TO DO - Copy out the material below word for word, line by line, changing nothing.

▬▬▬▬▬▬

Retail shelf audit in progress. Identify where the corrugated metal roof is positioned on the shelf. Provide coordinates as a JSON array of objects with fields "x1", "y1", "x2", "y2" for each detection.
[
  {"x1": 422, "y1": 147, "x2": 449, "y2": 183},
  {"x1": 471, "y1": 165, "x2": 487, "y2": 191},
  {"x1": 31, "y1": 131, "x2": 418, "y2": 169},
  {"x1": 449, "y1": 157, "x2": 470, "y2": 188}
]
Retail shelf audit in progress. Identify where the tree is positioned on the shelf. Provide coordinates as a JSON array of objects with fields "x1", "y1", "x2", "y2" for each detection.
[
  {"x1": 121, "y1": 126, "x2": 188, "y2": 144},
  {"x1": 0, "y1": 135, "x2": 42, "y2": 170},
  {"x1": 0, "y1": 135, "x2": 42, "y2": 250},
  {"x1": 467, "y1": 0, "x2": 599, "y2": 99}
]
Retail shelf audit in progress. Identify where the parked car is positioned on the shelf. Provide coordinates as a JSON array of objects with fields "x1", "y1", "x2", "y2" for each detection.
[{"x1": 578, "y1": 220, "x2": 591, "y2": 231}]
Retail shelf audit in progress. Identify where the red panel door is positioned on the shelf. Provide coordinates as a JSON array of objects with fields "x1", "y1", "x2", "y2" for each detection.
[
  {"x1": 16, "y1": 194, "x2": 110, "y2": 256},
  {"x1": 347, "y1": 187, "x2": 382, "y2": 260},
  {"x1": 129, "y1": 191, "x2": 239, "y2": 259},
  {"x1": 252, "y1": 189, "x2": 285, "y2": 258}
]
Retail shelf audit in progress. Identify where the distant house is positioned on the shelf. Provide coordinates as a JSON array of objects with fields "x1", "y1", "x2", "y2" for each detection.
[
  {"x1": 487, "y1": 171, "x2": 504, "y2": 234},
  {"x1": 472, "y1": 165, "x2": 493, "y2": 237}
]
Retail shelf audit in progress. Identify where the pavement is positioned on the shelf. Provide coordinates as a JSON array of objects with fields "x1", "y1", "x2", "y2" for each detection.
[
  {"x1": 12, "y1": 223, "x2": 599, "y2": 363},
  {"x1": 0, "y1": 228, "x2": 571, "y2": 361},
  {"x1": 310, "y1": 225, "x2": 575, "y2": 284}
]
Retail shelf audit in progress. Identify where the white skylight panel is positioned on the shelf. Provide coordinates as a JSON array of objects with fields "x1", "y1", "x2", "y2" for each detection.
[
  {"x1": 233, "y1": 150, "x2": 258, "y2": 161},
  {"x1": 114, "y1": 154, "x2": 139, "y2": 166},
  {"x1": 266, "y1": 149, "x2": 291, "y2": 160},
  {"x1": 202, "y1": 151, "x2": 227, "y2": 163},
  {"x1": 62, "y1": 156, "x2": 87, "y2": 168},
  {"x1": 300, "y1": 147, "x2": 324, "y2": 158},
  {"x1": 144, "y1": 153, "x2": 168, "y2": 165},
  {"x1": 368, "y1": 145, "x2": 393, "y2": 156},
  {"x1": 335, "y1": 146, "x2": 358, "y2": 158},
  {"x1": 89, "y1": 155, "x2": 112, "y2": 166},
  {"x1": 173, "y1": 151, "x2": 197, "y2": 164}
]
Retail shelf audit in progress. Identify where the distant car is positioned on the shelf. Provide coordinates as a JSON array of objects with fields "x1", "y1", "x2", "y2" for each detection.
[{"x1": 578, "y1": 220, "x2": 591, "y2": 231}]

▬▬▬▬▬▬

WRITTEN REPLY -
Retail shelf audit in progress. Identify where the corrugated metal roof is positioned on the shelf. Provide coordinates as a JSON array of objects with fields "x1", "y1", "x2", "y2" for each detection.
[
  {"x1": 422, "y1": 147, "x2": 449, "y2": 183},
  {"x1": 471, "y1": 165, "x2": 487, "y2": 191},
  {"x1": 31, "y1": 131, "x2": 418, "y2": 169},
  {"x1": 449, "y1": 157, "x2": 470, "y2": 188}
]
Retail shelf audit in progress. Identify where the tree is positioned on the shelf. Provide coordinates as a JSON array of objects with fields "x1", "y1", "x2", "y2" for each detection.
[
  {"x1": 121, "y1": 126, "x2": 188, "y2": 144},
  {"x1": 0, "y1": 135, "x2": 42, "y2": 170},
  {"x1": 0, "y1": 135, "x2": 42, "y2": 250},
  {"x1": 467, "y1": 0, "x2": 599, "y2": 99}
]
Retail shelf audit in progress. Identify where the parked car is positioned on the shelf. Provide coordinates as a JSON array of objects with fields "x1", "y1", "x2", "y2" for each detection.
[{"x1": 578, "y1": 220, "x2": 591, "y2": 231}]
Retail shelf audit in progress. Identify where the red panel door is positioned on the shelf. Provide coordinates as a JSON array of objects with fields "x1", "y1", "x2", "y2" for each detection.
[
  {"x1": 16, "y1": 194, "x2": 110, "y2": 256},
  {"x1": 347, "y1": 187, "x2": 382, "y2": 260},
  {"x1": 129, "y1": 191, "x2": 239, "y2": 259},
  {"x1": 252, "y1": 189, "x2": 285, "y2": 258}
]
Retail shelf audit in progress. Identify where the distant house is positioned on the shelf. Provide coordinates as a JSON array of objects with fields "x1", "y1", "x2", "y2" for each detection.
[
  {"x1": 487, "y1": 171, "x2": 504, "y2": 234},
  {"x1": 472, "y1": 165, "x2": 493, "y2": 237}
]
Retail shelf audit in progress. Identify where the pavement is positioned on the shelf. Provide coordinates as a JSON array of objects with fields "x1", "y1", "x2", "y2" for each detection.
[
  {"x1": 12, "y1": 223, "x2": 599, "y2": 363},
  {"x1": 0, "y1": 228, "x2": 571, "y2": 361},
  {"x1": 310, "y1": 225, "x2": 575, "y2": 284}
]
Retail shelf audit in progress. Identify where the white skylight panel is positioned on the shelf. Provide coordinates as a JSON array of objects with fields "x1", "y1", "x2", "y2" for each detection.
[
  {"x1": 233, "y1": 150, "x2": 258, "y2": 161},
  {"x1": 114, "y1": 154, "x2": 139, "y2": 166},
  {"x1": 266, "y1": 149, "x2": 291, "y2": 160},
  {"x1": 202, "y1": 151, "x2": 227, "y2": 163},
  {"x1": 62, "y1": 156, "x2": 87, "y2": 168},
  {"x1": 300, "y1": 147, "x2": 324, "y2": 158},
  {"x1": 144, "y1": 153, "x2": 168, "y2": 165},
  {"x1": 368, "y1": 145, "x2": 393, "y2": 156},
  {"x1": 335, "y1": 146, "x2": 358, "y2": 158},
  {"x1": 89, "y1": 155, "x2": 112, "y2": 166},
  {"x1": 173, "y1": 151, "x2": 197, "y2": 164}
]
Retail shelf audit in progress. Identify where the distant car is positioned on the shelf. Provide coordinates as a JSON array of objects with fields "x1", "y1", "x2", "y2" for each detection.
[{"x1": 578, "y1": 220, "x2": 591, "y2": 231}]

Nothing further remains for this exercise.